**Fonte:**
Fino al 1977, infatti, solo lo Stato era titolare della potestà di accogliere o di respingere la domanda di autorizzazione paesistica, senza alcun margine di diverse valutazioni regionali o da parte di enti locali territoriali.

Con l’entrata in vigore del D.Lgs. 616 del 1977, il legislatore ha inteso valorizzare la competenza regionale, prevedendo al primo comma dell’art. 82 che: «sono delegate alle Regioni le funzioni amministrative esercitate dagli organi centrali e periferici dello Stato per la protezione delle bellezze naturali per quanto attiene alla loro individuazione, alla loro tutela e alle relative sanzioni». In particolare, la lettera b) del secondo comma del sopramenzionato art. 82 specifica che la delega comprende: «la concessione di autorizzazioni o nulla osta […]» per la modificazione delle bellezze naturali tutelate.

Dunque, la materia è stata delegata alle Regioni, alcune delle quali, peraltro, hanno a loro volta subdelegato ai Comuni il potere di rilasciare le autorizzazioni paesistiche. Nel proprio territorio soltanto la Regione, o l’eventuale ente subdelegato, poteva rilasciare l’autorizzazione, senza alcuna possibilità per lo Stato di consentire la realizzazione di opere. Tuttavia, il Ministro per i beni culturali restava titolare di un incisivo potere interdittivo nel caso in cui, secondo una valutazione discrezionale, le autorizzazioni concesse avrebbero potuto recare «pregiudizio a beni qualificabili come bellezze naturali»[5].

**Dati di partenza:**
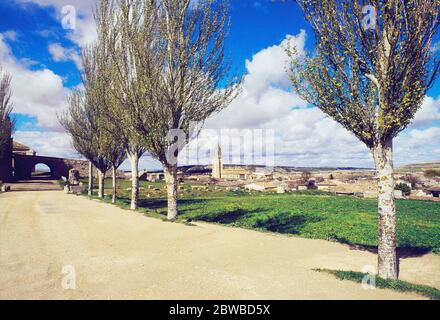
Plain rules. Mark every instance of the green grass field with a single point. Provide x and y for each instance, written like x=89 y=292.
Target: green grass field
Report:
x=308 y=214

**Cosa si chiede:**
[A] Secondo il testo sull'autorizzazione paesistica, con quale decreto il legislatore ha delegato alle Regioni le funzioni amministrative per la protezione delle bellezze naturali?
[B] Prosegui il testo sull'autorizzazione paesistica a partire dall'ultima frase riportata.

**Soluzioni:**
[A] Con il D.Lgs. 616 del 1977, al primo comma dell'art. 82.

[B]
Con l’introduzione del sopracitato Codice dei beni culturali e del paesaggio, la materia è stata ulteriormente riformata, con un’ulteriore riduzione dei poteri dello Stato in materia di autorizzazioni paesistiche. Le nuove disposizioni, infatti, prevedono che «la competenza per il procedimento autorizzatorio, ai sensi dell’art. 146, spetta alla Regione, previo parere della Soprintendenza statale (comma 5)».[6]

La Regione, dunque, è l’amministrazione competente alla gestione dell’autorizzazione paesaggistica; in capo al Ministero, invece, permane solo la prerogativa di rilasciare un parere preventivo il quale, peraltro, pur essendo obbligatorio, non sempre è vincolante. Infatti, se l'area interessata dall'intervento è assoggettata a specifiche prescrizioni d'uso dal piano paesaggistico, approvato ai sensi del Codice, il parere del soprintendente non è inderogabile.

La tutela del paesaggio è compito primario della Repubblica, dunque, in primo luogo dello Stato, il quale ha legittimamente stabilito di delegarne le relative funzioni amministrative alle Regioni, mantenendo il solo potere di esprimere un parere preventivo sulla compatibilità dell’autorizzazione con il tutelato contesto paesaggistico.